J’aimerais revenir un bref instant sur le statut du blogue, et surtout sur sa place dans la pratique littéraire contemporaine. Je restreins mon propos à la dimension littéraire de la chose, non pas pour exclure ou spécialiser la pratique du blogue, mais pour réduire la portée de mes propos et surtout viser la communauté littéraire.

Le blogue est dénigré dans le milieu littéraire. Les vieilles croutes, qui ne s’y reconnaissent pas, en fustigent la pratique. Ce qui se comprend parfaitement. C’est le rôle des vieilles croutes de. La situation rappelle en fait le vieux débat sur la mort du roman aux Etats-Unis dans les années soixante. Confrontés à l’épuisement (littéral) des romanciers qui avaient fait la fortune littéraire des Etats-Unis (Faulkner, Fitzgerald, Hemingway, Dos Passos, Steinbeck, etc.), de nombreux critiques  déclaraient que le roman était mort, que la littérature s’en allait à vau-l’eau, etc. Quand on leur fit remarquer qu’il y avait une nouvelle génération d’écrivains qui étaient en train de remplacer les décédés, renouvelant le genre et ouvrant de nouvelles voies avant tout métafictionnelles, lesdits critiques préférèrent faire la sourde oreille, affirmant que ces nouveaux romans n’étaient pas des romans comme ils aimaient en lire, qu’ils n’allaient pas à la cheville des anciennes formes, etc. Et tant pis pour les Nabokov, Gaddis, Barth, Pynchon et consorts qui commençaient à s’imposer. Ce qui comptait, pour ces critiques, c’était que le roman était en train de mourir. Point à la ligne.

On assiste à la même situation maintenant. Pour les critiques attachés au livre et à ses possibilités (à son modèle d’affaires), les blogues ne donneront jamais des œuvres accomplies. De toute façon, ils préfèrent ne pas en lire pour ne pas être contaminés. Et ils n’ont pas de temps à perdre. Dans ce modèle d’affaires, time is money.

————————

§ Exercice écrit a:
Extrayez des enregistrements ci-dessous chaque ligne où figure le mot « plant ».

————————

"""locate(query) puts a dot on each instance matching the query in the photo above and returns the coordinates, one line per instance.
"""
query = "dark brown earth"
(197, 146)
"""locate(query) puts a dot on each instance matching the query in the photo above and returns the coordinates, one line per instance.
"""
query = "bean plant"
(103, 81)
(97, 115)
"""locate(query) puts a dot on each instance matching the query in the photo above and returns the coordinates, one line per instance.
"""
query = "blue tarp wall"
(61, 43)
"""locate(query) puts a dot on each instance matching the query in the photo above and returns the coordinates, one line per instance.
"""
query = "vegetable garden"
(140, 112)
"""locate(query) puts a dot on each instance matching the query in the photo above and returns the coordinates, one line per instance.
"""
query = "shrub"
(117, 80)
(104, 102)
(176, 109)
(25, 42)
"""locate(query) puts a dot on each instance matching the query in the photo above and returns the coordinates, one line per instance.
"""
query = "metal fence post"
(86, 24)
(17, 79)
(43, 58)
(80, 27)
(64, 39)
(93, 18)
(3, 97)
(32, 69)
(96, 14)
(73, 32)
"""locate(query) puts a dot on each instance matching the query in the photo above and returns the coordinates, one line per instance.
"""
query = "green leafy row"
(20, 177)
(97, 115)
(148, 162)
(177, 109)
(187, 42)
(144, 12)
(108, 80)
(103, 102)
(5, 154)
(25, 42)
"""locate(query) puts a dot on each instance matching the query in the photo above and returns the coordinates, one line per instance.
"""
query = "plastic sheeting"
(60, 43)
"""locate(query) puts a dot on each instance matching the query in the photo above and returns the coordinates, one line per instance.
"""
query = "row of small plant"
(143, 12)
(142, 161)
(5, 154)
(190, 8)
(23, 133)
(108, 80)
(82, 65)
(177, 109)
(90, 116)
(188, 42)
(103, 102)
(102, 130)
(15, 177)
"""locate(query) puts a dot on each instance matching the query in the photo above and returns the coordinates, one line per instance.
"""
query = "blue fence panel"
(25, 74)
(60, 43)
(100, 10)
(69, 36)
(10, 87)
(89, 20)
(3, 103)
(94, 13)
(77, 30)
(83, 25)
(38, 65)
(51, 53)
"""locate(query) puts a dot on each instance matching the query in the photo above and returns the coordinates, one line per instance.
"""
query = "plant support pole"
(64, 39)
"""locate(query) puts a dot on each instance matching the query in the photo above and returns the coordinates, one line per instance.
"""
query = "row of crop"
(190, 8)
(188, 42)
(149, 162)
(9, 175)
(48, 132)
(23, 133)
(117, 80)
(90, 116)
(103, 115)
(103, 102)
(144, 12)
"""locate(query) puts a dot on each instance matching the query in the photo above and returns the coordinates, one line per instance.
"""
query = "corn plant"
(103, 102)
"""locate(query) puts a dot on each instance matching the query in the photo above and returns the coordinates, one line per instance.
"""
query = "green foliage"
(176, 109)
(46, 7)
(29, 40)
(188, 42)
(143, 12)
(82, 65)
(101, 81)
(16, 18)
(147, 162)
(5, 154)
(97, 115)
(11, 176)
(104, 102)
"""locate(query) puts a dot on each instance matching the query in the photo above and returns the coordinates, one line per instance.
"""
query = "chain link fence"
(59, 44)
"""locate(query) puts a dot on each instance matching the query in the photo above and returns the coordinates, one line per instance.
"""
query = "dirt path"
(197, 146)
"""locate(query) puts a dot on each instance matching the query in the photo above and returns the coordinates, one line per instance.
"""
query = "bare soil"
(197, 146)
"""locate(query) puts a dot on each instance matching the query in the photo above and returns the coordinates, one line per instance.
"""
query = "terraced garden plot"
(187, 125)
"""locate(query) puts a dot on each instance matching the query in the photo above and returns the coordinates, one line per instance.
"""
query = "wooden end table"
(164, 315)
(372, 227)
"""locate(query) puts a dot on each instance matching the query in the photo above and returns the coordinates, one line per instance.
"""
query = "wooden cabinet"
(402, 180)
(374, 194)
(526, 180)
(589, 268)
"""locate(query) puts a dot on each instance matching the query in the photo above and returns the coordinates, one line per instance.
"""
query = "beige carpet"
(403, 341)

————————

§ Exercice écrit b:
Dupliquez à l'identique le passage du texte sur le blogue compris entre « On assiste à » et « time is money. », bornes incluses.

§ Réponse finale a:
query = "bean plant"
query = "row of small plant"
query = "plant support pole"
query = "corn plant"

§ Réponse finale b:
On assiste à la même situation maintenant. Pour les critiques attachés au livre et à ses possibilités (à son modèle d’affaires), les blogues ne donneront jamais des œuvres accomplies. De toute façon, ils préfèrent ne pas en lire pour ne pas être contaminés. Et ils n’ont pas de temps à perdre. Dans ce modèle d’affaires, time is money.